• _SUPPLIED PASSAGE_

________________

OBJECTIVE: To examine whether there is a significant difference in gnostic sensibility between affected and unaffected legs of patients suffering from lumbosacral radicular syndrome (LRS) resulting from a disc herniation and to determine the validity of the sensibility test for detecting a disc herniation.
DESIGN: Observer blind study of sensibility testing.
SETTING: Four general hospitals (neurology department) and one practice of physical and manual therapy.
SUBJECTS: Fifty-one patients with radicular pain in the lumbosacral nerve roots for at least 4 wk and/or neurological deficits.
METHODS: The gnostic sensibility of 51 patients with a unilateral LRS was tested using Semmes-Weinstein monofilaments for the L4, L5 and S1 dermatomes.

________________

• _TO DO_
1. According to the abstract on gnostic sensibility in lumbosacral radicular syndrome, which dermatomes were tested with Semmes-Weinstein monofilaments?
2. Extend the abstract on gnostic sensibility in lumbosacral radicular syndrome by writing its next part, starting after its final sentence.
The records that follow are drawn from a separate source and are unrelated to the abstract.

________________

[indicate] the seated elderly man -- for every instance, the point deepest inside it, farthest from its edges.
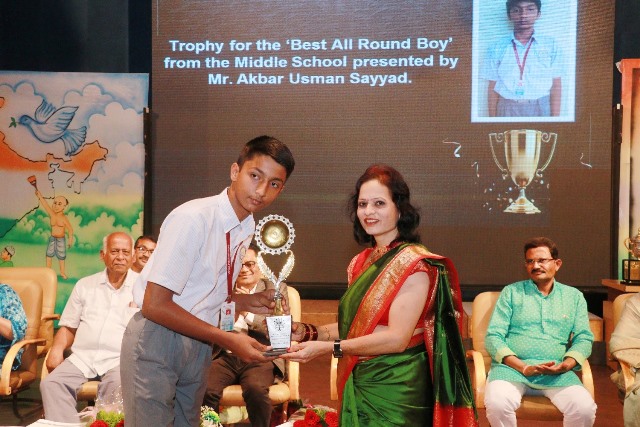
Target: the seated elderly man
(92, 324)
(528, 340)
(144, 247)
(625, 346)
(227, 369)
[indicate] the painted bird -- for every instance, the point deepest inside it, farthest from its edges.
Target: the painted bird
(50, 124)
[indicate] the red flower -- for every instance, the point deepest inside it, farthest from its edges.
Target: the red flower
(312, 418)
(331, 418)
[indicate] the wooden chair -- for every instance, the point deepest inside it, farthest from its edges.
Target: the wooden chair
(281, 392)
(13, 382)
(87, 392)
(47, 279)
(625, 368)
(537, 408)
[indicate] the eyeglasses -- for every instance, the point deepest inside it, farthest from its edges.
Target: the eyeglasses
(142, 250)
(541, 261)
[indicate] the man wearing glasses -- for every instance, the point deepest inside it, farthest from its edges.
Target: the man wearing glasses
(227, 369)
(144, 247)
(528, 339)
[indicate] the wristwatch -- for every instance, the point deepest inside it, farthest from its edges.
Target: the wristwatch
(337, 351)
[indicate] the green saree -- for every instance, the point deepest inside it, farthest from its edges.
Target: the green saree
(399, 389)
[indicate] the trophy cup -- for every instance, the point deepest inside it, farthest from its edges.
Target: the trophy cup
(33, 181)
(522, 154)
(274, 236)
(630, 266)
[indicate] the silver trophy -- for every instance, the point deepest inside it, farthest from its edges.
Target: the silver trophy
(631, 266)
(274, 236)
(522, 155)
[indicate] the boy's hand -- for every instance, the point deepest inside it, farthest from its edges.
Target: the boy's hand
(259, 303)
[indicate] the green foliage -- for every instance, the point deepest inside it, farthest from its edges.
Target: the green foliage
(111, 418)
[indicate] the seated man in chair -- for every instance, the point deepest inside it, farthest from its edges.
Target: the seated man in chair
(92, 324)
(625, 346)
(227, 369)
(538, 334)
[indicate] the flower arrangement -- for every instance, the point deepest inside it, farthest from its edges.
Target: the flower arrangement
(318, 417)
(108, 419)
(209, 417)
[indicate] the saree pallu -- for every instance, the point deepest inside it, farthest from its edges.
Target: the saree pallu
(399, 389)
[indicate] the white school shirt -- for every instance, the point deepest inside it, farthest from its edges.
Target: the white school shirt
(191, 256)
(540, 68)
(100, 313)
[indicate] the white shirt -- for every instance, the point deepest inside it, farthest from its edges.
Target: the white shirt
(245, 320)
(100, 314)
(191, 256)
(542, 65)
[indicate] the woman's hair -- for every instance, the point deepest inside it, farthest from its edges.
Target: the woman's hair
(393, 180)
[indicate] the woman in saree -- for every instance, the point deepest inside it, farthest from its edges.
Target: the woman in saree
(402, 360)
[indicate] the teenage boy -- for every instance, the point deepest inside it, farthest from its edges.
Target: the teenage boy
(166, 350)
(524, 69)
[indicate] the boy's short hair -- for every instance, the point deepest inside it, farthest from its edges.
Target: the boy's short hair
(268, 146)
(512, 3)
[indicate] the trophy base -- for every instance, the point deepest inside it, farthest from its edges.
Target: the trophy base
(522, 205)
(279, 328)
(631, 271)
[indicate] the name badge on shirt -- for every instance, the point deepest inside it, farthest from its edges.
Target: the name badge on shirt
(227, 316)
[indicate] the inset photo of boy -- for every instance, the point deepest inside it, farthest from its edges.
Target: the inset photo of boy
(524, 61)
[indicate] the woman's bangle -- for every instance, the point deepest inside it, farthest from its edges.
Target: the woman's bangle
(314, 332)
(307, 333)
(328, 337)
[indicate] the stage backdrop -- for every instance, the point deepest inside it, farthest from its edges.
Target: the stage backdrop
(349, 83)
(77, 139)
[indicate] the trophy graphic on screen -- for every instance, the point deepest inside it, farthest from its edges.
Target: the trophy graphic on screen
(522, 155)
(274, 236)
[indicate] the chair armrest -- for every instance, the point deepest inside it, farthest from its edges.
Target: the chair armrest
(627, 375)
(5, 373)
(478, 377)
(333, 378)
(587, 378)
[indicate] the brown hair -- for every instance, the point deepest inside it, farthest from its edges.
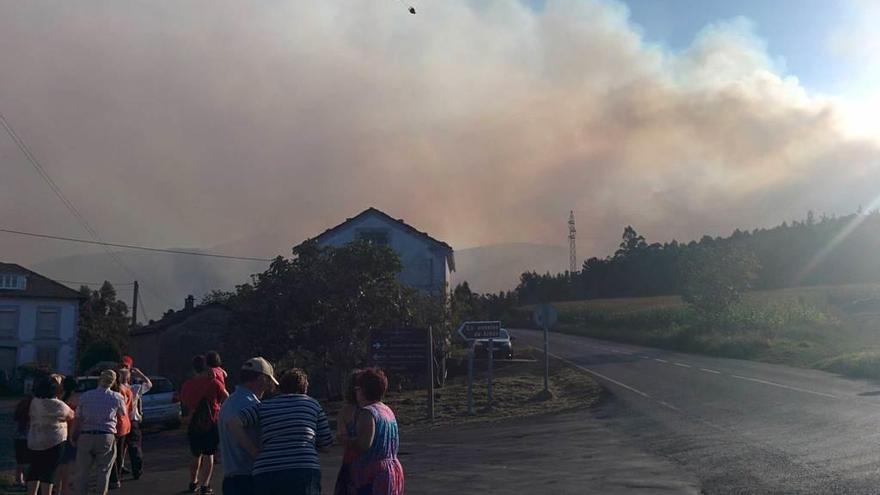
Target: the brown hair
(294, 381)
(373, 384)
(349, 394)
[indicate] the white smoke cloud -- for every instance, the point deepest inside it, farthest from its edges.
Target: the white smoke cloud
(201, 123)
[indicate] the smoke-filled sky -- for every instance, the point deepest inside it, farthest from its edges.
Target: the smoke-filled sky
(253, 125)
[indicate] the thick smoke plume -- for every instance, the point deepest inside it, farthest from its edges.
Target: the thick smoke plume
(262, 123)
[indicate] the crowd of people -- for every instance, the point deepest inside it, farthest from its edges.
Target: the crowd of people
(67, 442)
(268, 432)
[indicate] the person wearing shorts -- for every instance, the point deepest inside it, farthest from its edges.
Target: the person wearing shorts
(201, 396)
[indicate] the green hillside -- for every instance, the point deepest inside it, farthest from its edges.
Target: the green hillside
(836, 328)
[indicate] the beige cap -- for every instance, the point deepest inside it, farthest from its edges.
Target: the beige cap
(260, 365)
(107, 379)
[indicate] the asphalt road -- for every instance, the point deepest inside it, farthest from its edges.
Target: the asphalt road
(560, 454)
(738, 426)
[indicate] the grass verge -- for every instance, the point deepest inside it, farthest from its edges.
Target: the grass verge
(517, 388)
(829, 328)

________________

• _WRITTEN RESPONSES_
1. The L4, L5 and S1 dermatomes.

2.
RESULTS: Gnostic hypoesthetic impairments in the L4, L5 and S1 dermatomes were found in 84.6% of the 43 patients in which the presence of disc herniation was confirmed by CT. There was significant difference in gnostic sensibility between the affected and unaffected legs in the L4, L5, and S1 dermatomes for disc herniation at the L4-L5 level and for the L5 and S1 dermatomes for a disc herniation at the L5-S1 level. There was no significant difference in gnostic sensibility in the L4 dermatome for a disc herniation at the L5-S1 level.
CONCLUSION: The gnostic sensibility of the affected leg is hypoesthetic compared with the unaffected leg. The specificity of the sensibility test using monofilaments is acceptable, but the sensitivity is not. The monofilament test is a useful and practical tool for excluding the presence of a disc herniation at dermatomes L4, L5 and S1 and disc herniations at the L4-L5, L5-S1 level.